BEGIN Task material

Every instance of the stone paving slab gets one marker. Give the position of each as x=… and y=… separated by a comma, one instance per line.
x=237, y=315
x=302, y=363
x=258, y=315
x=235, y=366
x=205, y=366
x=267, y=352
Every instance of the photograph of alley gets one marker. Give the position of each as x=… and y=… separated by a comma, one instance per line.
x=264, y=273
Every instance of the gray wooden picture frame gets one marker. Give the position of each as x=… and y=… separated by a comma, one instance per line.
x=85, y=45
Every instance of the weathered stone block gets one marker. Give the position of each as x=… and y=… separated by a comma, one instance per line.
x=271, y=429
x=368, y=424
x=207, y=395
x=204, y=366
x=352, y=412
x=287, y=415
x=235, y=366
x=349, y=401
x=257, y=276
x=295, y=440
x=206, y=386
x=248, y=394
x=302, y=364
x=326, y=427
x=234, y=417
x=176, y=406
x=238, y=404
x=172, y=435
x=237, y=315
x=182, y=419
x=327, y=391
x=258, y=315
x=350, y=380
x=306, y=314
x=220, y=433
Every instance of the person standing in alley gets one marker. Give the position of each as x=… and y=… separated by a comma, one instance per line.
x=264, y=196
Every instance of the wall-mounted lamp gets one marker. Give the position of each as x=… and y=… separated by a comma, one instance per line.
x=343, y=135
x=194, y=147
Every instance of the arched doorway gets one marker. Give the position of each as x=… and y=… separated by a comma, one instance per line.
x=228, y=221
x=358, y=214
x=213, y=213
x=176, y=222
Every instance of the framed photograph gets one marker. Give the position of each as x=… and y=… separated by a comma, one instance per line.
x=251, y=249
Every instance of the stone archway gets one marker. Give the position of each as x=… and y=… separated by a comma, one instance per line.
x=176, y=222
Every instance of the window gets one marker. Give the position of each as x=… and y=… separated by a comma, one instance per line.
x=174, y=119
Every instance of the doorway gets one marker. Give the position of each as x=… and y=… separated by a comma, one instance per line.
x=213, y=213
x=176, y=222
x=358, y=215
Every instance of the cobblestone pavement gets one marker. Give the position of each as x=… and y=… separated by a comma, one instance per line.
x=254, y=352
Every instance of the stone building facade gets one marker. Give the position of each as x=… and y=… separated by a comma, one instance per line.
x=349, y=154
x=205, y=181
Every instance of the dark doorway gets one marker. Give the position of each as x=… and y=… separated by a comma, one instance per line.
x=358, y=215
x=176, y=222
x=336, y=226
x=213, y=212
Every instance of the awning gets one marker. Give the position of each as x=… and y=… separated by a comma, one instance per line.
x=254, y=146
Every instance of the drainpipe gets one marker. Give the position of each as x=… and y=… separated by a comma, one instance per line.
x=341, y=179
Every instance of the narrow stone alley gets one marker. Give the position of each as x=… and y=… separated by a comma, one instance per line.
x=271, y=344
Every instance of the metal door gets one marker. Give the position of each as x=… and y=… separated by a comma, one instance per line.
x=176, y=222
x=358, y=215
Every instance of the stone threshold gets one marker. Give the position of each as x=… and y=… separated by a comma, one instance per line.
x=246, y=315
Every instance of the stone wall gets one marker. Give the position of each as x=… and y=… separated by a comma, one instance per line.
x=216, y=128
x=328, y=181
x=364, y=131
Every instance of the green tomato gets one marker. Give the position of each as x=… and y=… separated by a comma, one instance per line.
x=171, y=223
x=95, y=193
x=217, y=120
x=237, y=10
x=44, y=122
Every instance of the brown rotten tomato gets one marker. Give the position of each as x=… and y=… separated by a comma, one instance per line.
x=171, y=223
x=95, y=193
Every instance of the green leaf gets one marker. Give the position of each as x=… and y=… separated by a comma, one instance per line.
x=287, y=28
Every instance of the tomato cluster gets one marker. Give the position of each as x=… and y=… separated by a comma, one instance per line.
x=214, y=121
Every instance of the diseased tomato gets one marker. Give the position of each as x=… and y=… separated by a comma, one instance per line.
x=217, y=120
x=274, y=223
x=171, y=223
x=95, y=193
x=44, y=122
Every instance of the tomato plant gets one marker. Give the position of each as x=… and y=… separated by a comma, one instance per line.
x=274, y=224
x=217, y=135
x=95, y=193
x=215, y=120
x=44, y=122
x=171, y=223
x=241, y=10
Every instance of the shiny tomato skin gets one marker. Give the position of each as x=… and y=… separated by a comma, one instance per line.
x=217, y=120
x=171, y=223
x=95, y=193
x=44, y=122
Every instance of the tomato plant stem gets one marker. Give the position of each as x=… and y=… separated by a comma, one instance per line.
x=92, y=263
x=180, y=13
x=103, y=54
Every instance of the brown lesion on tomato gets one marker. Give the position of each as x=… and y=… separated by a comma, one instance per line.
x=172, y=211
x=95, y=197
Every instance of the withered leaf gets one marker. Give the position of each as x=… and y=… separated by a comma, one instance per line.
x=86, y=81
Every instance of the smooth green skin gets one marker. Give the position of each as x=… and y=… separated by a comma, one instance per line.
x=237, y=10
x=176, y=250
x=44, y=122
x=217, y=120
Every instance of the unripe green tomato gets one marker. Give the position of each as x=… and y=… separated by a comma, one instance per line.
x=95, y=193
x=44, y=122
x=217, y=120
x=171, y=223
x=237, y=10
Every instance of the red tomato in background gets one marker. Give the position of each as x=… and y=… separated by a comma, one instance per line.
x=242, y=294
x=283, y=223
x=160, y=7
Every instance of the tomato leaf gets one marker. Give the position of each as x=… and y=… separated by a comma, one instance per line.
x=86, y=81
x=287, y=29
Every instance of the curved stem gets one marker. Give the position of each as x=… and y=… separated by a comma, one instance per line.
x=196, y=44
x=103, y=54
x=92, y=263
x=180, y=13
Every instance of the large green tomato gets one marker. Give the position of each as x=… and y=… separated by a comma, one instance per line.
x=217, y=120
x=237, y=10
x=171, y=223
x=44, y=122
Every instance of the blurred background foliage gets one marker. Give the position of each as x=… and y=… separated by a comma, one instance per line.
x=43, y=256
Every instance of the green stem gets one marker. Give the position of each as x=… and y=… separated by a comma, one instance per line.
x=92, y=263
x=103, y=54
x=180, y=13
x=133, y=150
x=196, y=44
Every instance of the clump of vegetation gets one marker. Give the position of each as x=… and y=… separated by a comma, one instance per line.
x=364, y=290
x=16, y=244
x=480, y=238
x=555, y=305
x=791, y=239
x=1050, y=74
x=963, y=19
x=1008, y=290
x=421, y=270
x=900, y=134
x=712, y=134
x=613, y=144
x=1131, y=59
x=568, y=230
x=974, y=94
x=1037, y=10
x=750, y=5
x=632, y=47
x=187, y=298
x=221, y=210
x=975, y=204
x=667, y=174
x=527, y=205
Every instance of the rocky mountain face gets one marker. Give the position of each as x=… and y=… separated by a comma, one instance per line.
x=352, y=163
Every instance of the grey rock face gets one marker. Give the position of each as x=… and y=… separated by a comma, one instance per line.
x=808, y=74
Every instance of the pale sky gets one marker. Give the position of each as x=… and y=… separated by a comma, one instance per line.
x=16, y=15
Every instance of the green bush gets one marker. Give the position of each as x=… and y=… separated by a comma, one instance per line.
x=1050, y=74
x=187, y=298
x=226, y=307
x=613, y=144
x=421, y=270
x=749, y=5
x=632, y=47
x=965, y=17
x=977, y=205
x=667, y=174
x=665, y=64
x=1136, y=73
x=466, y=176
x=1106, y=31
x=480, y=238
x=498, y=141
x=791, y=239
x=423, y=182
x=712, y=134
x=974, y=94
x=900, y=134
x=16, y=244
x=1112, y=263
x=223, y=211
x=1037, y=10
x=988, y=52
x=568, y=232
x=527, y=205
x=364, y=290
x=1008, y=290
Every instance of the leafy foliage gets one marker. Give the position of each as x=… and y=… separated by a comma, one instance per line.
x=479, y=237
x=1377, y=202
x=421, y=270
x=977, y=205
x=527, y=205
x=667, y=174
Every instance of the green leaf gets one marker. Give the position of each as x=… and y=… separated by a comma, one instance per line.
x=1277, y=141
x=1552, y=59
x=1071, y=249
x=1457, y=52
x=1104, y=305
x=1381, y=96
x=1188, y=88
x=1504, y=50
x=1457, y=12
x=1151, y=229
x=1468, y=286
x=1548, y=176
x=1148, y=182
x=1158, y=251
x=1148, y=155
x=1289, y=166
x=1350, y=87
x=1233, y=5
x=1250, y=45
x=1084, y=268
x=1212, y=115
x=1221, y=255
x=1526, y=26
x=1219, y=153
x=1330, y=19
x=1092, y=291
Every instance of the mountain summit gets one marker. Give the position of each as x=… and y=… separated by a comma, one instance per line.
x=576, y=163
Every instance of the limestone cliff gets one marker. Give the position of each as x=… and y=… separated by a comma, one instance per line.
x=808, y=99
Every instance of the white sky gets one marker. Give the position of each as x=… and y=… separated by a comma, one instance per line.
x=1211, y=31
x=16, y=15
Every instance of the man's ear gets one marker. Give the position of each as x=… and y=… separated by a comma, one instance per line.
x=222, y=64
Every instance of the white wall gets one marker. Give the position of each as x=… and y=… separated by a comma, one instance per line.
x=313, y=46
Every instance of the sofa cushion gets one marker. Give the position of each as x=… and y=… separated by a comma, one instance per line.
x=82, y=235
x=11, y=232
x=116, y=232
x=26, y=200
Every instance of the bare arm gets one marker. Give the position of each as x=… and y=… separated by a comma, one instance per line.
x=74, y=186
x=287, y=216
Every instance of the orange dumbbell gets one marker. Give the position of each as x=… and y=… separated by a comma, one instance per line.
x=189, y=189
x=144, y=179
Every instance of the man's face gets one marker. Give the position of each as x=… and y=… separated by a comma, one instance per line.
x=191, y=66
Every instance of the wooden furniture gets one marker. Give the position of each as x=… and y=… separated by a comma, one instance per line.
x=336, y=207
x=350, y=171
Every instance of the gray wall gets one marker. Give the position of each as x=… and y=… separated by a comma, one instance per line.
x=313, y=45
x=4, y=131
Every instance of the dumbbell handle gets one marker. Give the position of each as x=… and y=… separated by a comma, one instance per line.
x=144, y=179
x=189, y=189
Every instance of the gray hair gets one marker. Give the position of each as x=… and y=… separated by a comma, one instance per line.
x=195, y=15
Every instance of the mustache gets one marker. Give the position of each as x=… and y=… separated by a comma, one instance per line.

END Task material

### Task directions
Substitute "pin" for "marker" in the lines between the one holding "Every instance of the unripe" and the one holding "x=287, y=29", inclusive. Write out only those lines, with nothing else changed.

### Result of the exercise
Every instance of the unripe green tomato gets one pin. Give the position of each as x=… and y=… separated by a comma, one instance per line.
x=95, y=193
x=44, y=122
x=217, y=120
x=171, y=223
x=237, y=10
Every instance of the red tomato in background gets one pin. Give the position of each as x=… and y=… separated by a comma, one instance per line.
x=242, y=294
x=283, y=223
x=160, y=7
Every instance of the tomato leaf gets one pin. Give the position of each as x=… and y=… separated by a comma, one instance per line.
x=86, y=81
x=287, y=29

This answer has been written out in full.